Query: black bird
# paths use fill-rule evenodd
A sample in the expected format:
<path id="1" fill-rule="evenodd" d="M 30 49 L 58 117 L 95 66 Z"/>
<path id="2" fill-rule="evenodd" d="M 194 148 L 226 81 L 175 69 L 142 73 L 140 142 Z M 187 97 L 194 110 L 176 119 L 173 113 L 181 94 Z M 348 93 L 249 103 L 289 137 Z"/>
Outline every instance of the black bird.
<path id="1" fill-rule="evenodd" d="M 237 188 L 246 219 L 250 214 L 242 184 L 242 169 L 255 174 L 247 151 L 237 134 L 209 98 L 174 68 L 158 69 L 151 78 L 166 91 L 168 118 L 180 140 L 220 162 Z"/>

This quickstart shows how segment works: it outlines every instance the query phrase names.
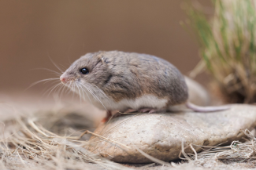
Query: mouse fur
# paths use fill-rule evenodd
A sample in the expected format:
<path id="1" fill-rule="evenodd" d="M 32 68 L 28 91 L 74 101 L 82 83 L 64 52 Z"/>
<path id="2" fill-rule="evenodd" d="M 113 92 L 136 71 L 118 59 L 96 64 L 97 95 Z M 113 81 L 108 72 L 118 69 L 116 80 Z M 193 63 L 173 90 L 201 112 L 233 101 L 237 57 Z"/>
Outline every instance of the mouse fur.
<path id="1" fill-rule="evenodd" d="M 89 73 L 83 74 L 86 67 Z M 125 111 L 140 108 L 168 110 L 186 103 L 184 75 L 154 56 L 121 51 L 87 53 L 61 76 L 71 89 L 100 109 Z"/>

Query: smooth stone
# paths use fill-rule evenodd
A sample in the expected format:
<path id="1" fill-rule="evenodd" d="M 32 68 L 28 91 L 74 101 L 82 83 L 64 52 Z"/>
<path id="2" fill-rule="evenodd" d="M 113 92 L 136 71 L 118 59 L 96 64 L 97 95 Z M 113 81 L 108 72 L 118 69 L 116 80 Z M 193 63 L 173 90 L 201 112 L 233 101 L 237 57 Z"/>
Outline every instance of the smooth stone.
<path id="1" fill-rule="evenodd" d="M 230 110 L 215 113 L 124 114 L 98 126 L 95 133 L 132 149 L 92 136 L 91 150 L 121 163 L 150 163 L 134 146 L 158 159 L 168 161 L 179 157 L 182 140 L 201 146 L 229 144 L 244 136 L 246 128 L 256 125 L 256 107 L 231 105 Z M 200 148 L 196 149 L 200 151 Z M 190 149 L 186 152 L 192 153 Z"/>
<path id="2" fill-rule="evenodd" d="M 210 105 L 210 96 L 206 89 L 195 80 L 184 78 L 188 89 L 188 101 L 198 106 Z"/>

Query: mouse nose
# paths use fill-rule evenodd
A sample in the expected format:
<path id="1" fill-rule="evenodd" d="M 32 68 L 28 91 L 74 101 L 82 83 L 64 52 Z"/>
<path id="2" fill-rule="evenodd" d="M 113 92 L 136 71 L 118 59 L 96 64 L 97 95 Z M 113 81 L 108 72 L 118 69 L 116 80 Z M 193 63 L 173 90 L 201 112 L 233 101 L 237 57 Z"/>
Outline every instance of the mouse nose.
<path id="1" fill-rule="evenodd" d="M 62 83 L 65 84 L 68 82 L 69 79 L 67 78 L 65 78 L 64 76 L 61 76 L 60 80 Z"/>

■ ■ ■ ■

> Task to carry out
Return all the lines above unchanged, without the pictures.

> Response to the exercise
Query: black bird
# paths use fill-rule evenodd
A sample in the expected format:
<path id="1" fill-rule="evenodd" d="M 30 49 L 58 117 L 95 66 Z"/>
<path id="2" fill-rule="evenodd" d="M 194 148 L 226 81 L 175 69 L 142 73 L 140 142 Z M 187 97 L 194 110 L 176 119 L 173 113 L 181 94 Z M 348 93 L 249 103 L 289 137 Z"/>
Outline every instance of the black bird.
<path id="1" fill-rule="evenodd" d="M 237 188 L 246 219 L 250 214 L 242 184 L 242 169 L 255 174 L 247 151 L 237 134 L 209 98 L 174 68 L 158 69 L 151 78 L 166 91 L 168 118 L 180 140 L 220 162 Z"/>

This quickstart shows how segment works: it outlines every instance the query phrase names.
Query: mouse fur
# paths use fill-rule evenodd
A sample in the expected format:
<path id="1" fill-rule="evenodd" d="M 32 68 L 28 91 L 74 101 L 82 83 L 64 52 Z"/>
<path id="2" fill-rule="evenodd" d="M 113 92 L 136 71 L 118 59 L 96 64 L 97 95 Z M 113 81 L 108 72 L 118 69 L 116 80 Z M 193 63 L 173 90 L 201 112 L 233 101 L 237 57 Z"/>
Outline every instance of the mouse fur.
<path id="1" fill-rule="evenodd" d="M 89 73 L 83 74 L 86 67 Z M 125 111 L 140 108 L 168 110 L 186 103 L 184 75 L 154 56 L 121 51 L 87 53 L 61 76 L 71 89 L 100 109 Z"/>

Query: smooth stone
# paths use fill-rule evenodd
A sample in the expected format:
<path id="1" fill-rule="evenodd" d="M 32 68 L 28 91 L 74 101 L 82 83 L 64 52 Z"/>
<path id="2" fill-rule="evenodd" d="M 113 92 L 136 71 L 118 59 L 96 64 L 97 95 Z M 113 81 L 108 72 L 118 69 L 116 80 Z M 193 63 L 173 90 L 201 112 L 233 101 L 237 57 Z"/>
Outline every instance of the smooth stone.
<path id="1" fill-rule="evenodd" d="M 230 110 L 215 113 L 124 114 L 98 126 L 95 133 L 132 149 L 92 136 L 91 150 L 121 163 L 150 163 L 134 146 L 158 159 L 168 161 L 179 157 L 182 140 L 201 146 L 229 144 L 244 136 L 246 128 L 256 125 L 256 107 L 231 105 Z M 200 148 L 196 149 L 200 151 Z M 190 149 L 186 152 L 192 153 Z"/>
<path id="2" fill-rule="evenodd" d="M 210 105 L 210 96 L 206 89 L 195 80 L 184 78 L 188 89 L 188 101 L 198 106 Z"/>

Query: mouse nose
# paths use fill-rule evenodd
A sample in the expected format:
<path id="1" fill-rule="evenodd" d="M 32 68 L 28 91 L 74 101 L 82 83 L 64 52 Z"/>
<path id="2" fill-rule="evenodd" d="M 113 92 L 136 71 L 118 59 L 96 64 L 97 95 Z M 113 81 L 108 72 L 118 69 L 116 80 Z M 193 63 L 173 90 L 201 112 L 233 101 L 237 57 Z"/>
Outline every instance of the mouse nose.
<path id="1" fill-rule="evenodd" d="M 62 83 L 65 84 L 68 82 L 69 79 L 67 78 L 65 78 L 64 76 L 61 76 L 60 80 Z"/>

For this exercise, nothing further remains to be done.